__EXTRAIT DU DOCUMENT__:
@rosemar
Vous avez écrit à propos de l’agonie
sous morphine : « C’est terrifiant, et je ne souhaite cela à
personne ». Terrifiant pour qui ? Et maintenant vous écrivez
que ce qui est « horrible, c’est la douleur de celui qui
agonise à petit feu !! ». Horrible pour qui ?
Le seule chose dont vous puissiez
parler, c’est de ce que vous avez VU, et bien du SPECTACLE (du latin
spectare : regarder), non pas de ne que vous avez ressenti à la
place du mourant : aussi longtemps qu’on ne s’est pas trouvé dans la
situation de quelqu’un qui est en bout de course, on peut fantasmer
la situation à partir de ses propres angoisses mais on n’en a aucune
expérience et c’est un abus de langage que d’en parler comme si on
savait de quoi il retourne. Par ailleurs, lorsqu’on est sur un lit
d’hôpital et qu’on souffre – nous sommes nombreux, je pense, à
nous être trouvés dans cette situation -, la question de la
« dignité », pour le patient, reste au second plan, et
il est tout à l’honneur du personnel infirmier qui vous prodigue des
soins de ne jamais paraître porter un jugement sur la situation de
dépendance plus ou moins répugnante dans laquelle vous vous trouvez
momentanément. S’il y a « indignité », c’est pour les
proches, et c’est pour eux que le « spectacle » devient
vite insupportable, jamais pour les médecins qui ont une tout autre
expérience, un peu moins fantasmatique et plus objective de ce
qu’est la vie et de ce qu’est la mort, laquelle a toujours quelque
chose d’obscène : l’idée de mourir « dans la dignité »

__LISTE DES DONNÉES__:

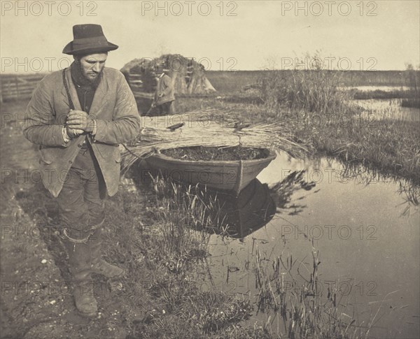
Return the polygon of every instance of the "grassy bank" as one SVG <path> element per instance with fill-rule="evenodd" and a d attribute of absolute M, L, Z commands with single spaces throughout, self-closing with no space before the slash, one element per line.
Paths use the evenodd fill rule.
<path fill-rule="evenodd" d="M 179 113 L 211 107 L 242 122 L 282 121 L 295 141 L 312 146 L 312 155 L 363 164 L 420 185 L 420 124 L 360 114 L 351 104 L 353 94 L 338 90 L 342 82 L 335 72 L 295 71 L 285 77 L 271 71 L 252 90 L 218 99 L 180 98 L 177 105 Z"/>

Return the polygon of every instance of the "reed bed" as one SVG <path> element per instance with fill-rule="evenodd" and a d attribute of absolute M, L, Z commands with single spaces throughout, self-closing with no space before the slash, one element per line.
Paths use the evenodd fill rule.
<path fill-rule="evenodd" d="M 276 148 L 293 157 L 307 152 L 304 145 L 293 140 L 290 127 L 282 122 L 248 126 L 234 114 L 220 114 L 216 109 L 197 110 L 183 115 L 141 117 L 142 129 L 137 138 L 124 145 L 123 168 L 139 159 L 145 159 L 169 148 L 193 146 Z M 172 125 L 183 124 L 177 129 Z"/>
<path fill-rule="evenodd" d="M 302 263 L 299 264 L 291 254 L 270 260 L 256 247 L 253 268 L 258 291 L 258 312 L 272 310 L 274 317 L 280 318 L 276 333 L 279 338 L 366 338 L 365 331 L 356 325 L 356 319 L 345 312 L 342 293 L 337 288 L 328 288 L 327 295 L 323 296 L 318 281 L 318 252 L 312 247 L 312 269 L 306 266 L 302 269 Z M 300 272 L 305 270 L 304 275 Z"/>

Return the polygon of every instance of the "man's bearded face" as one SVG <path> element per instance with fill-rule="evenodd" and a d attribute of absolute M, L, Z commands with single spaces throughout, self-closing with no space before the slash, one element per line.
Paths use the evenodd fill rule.
<path fill-rule="evenodd" d="M 107 57 L 107 53 L 97 53 L 80 57 L 79 62 L 83 76 L 89 81 L 94 82 L 102 73 Z"/>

__CONSIGNE__: Rédigez la suite du commentaire consacré à l'agonie et à la dignité du mourant, en reprenant au point précis où il s'arrête.

__RÉSULTAT OBTENU__:
est la pire des stupidités naïves : je ne vois rien qui puisse
ressembler à de la dignité dans cette déconfiture finale, pas même
dans le seppuku des samouraïs.
La mort sera toujours un SPECTACLE
horrible. En vérité, ce que vous voulez, c’est qu’on tire le rideau
le plus rapidement possible sur la scène finale parce que vous
n’avez pas le courage de regarder les choses en face.